▶ _Task directions_: A complete, exact copy of the records is needed here.

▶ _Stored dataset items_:

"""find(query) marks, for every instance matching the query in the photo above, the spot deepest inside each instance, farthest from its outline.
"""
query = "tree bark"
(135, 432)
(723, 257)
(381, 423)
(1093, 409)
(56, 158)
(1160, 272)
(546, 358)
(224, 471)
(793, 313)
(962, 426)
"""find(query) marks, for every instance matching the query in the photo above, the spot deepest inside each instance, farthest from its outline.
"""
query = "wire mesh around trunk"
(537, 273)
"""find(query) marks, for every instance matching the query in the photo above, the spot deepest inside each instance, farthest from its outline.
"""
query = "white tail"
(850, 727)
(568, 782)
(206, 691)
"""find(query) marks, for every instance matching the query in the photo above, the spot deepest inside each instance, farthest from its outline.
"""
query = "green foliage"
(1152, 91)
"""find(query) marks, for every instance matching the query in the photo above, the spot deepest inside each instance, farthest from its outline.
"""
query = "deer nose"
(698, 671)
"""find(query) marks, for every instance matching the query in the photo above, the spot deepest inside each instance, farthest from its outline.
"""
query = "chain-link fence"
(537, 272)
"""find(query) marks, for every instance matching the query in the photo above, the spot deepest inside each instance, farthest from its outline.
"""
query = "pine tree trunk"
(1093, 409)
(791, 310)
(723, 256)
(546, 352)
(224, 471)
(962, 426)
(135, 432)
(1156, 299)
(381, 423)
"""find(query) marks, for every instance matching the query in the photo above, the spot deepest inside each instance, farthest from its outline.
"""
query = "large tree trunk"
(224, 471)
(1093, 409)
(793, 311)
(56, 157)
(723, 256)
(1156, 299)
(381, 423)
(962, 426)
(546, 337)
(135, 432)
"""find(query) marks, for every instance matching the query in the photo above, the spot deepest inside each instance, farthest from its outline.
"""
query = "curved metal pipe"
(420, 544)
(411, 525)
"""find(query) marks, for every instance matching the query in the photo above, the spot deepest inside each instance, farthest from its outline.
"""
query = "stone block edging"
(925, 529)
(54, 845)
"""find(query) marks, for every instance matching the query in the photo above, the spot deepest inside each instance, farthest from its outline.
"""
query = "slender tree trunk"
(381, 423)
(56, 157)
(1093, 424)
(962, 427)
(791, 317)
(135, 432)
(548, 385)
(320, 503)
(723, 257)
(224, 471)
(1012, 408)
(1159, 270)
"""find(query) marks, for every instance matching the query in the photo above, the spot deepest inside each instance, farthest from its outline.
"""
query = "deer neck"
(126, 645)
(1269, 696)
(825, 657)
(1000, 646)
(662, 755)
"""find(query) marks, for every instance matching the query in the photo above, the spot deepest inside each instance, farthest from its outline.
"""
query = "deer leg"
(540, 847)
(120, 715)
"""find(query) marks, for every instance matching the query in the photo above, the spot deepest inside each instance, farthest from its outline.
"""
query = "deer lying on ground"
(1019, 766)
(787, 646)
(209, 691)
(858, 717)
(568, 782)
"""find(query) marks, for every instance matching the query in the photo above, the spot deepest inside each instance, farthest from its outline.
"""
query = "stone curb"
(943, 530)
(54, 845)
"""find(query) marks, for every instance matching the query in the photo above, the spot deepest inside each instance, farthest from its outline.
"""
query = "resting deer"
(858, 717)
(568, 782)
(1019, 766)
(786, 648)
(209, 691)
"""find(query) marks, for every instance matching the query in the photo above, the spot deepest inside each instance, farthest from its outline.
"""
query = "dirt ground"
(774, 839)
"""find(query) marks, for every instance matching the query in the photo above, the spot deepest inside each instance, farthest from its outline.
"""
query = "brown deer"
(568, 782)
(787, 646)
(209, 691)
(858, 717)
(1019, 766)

▶ _Your response_:
"""find(query) marks, for every instance matching the query in the photo above, the spot deepest inside each instance, farthest from its outline.
"""
query = "tree bark"
(135, 432)
(723, 257)
(381, 423)
(1093, 409)
(56, 158)
(1160, 272)
(546, 358)
(224, 471)
(793, 313)
(962, 426)
"""find(query) marks, for every instance matching the query in the photo above, the spot deepest inside each instance, farthest from its outline.
"""
query = "wire mesh around trunk"
(537, 273)
"""find(query) marks, for every instance matching the query in the photo above, the spot deepest inside each instance, farthest from its outline.
"""
query = "white tail"
(850, 727)
(568, 782)
(206, 691)
"""find(query) marks, for every instance matching the query in the photo above, the spot deepest inside each instance, farthest from its outline.
"""
query = "green foliage"
(1152, 91)
"""find(query) marks, for every instance matching the query in the photo above, the spot deepest inside each instance, farthest from its outline.
"""
query = "deer nose"
(698, 671)
"""find(query) marks, for every instance matching the query in the photo above, the spot deepest inside each instance, farthest from its outline.
"""
query = "chain-link fence"
(537, 272)
"""find(query) marks, for every instance matching the query in the photo above, the spot deepest inside each instance, farthest from its outline.
"""
query = "pine tree trunk"
(1093, 409)
(791, 310)
(723, 256)
(546, 352)
(224, 471)
(962, 426)
(135, 432)
(1156, 299)
(381, 423)
"""find(query) marks, for every instance matching the query in the photo above, the spot deepest inside each instance, farthest from its outline.
"""
query = "large tree trunk"
(224, 471)
(1093, 409)
(793, 311)
(56, 157)
(723, 256)
(1156, 299)
(381, 423)
(962, 426)
(546, 337)
(135, 432)
"""find(query) marks, for every instance matching the query in the photo above, the spot deepest inside each instance, farthest from its outline.
"""
query = "curved metal pipe"
(420, 544)
(411, 525)
"""find(query) marks, for every instance matching the query in the photo above, the spot deepest inside each instance, farthest from its outline.
"""
query = "stone block edging"
(925, 529)
(54, 845)
"""find(query) marks, for every instance matching the query in the photo above, the spot deepest inside each instance, farthest from its outline.
"""
query = "slender tree trunk"
(381, 423)
(56, 157)
(1093, 424)
(962, 427)
(791, 317)
(135, 432)
(548, 385)
(320, 503)
(723, 257)
(224, 471)
(1012, 408)
(1159, 270)
"""find(query) marks, for every instance matching the query in the photo above, the spot deepest inside each instance, farthest from its outline.
"""
query = "deer neck"
(126, 645)
(1269, 696)
(825, 657)
(1000, 646)
(662, 755)
"""find(query) marks, for every instance matching the query in the photo above, the spot deepest inside each instance, farthest from its outline.
"""
query = "deer leg"
(540, 847)
(120, 715)
"""find(query) marks, for every instance matching the query in the photo above, the spot deepest inside each instance, farthest from its outline.
"""
query = "deer lying on ground"
(1019, 766)
(787, 646)
(209, 691)
(858, 717)
(568, 782)
"""find(query) marks, for every instance matching the query in the photo above, the spot deepest inside each instance, farthest from its outline.
"""
query = "stone curb"
(943, 530)
(54, 845)
"""find(query) marks, for every instance matching the query in the photo above, the spot deepest inside each instance, farthest from its outline.
"""
query = "resting deer"
(858, 717)
(568, 782)
(1019, 766)
(786, 648)
(209, 691)
"""find(query) marks, for every instance matching the query in the photo above, the spot deepest inside each instance, farthest from its outline.
"""
query = "dirt ground"
(774, 839)
"""find(query) marks, for every instance matching the query in the photo above, the spot deepest inside each instance, farthest from its outline.
"""
query = "brown deer"
(568, 782)
(787, 646)
(209, 691)
(858, 717)
(1019, 766)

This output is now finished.